Please copy all of the data that follows exactly, leaving any pictures out.

(Available data)

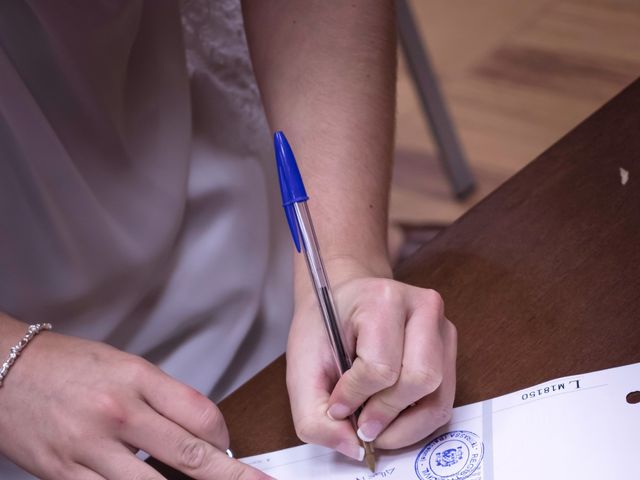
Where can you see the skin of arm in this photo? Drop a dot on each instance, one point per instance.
(326, 72)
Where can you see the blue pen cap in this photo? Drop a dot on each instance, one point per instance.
(291, 186)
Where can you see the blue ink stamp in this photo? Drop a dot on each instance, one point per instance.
(453, 455)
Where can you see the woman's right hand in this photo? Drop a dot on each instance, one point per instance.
(72, 409)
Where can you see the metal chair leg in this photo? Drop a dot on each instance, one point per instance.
(451, 154)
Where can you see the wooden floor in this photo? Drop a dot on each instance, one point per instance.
(517, 75)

(End Available data)

### Answer below
Where can you see the skin of arm in this photo? Drop a dot on each instance, one point per instance.
(326, 72)
Where can you see the blue pen cap in this photo? Drop a dot on each instance, one point per instance.
(291, 186)
Where can you see the blue ink stamp in this photo? Drop a dot on each instance, one point per instance.
(453, 455)
Where can you see the woman's right hand in this photo? Drop a dot on each instance, one point per instance.
(72, 409)
Where can you see the metal chair leg in this photo? Drop a dot on each instance, one point per instance.
(451, 154)
Where can you see the wooden floor in this photo? Drop a dot on each instance, one point per instance.
(517, 75)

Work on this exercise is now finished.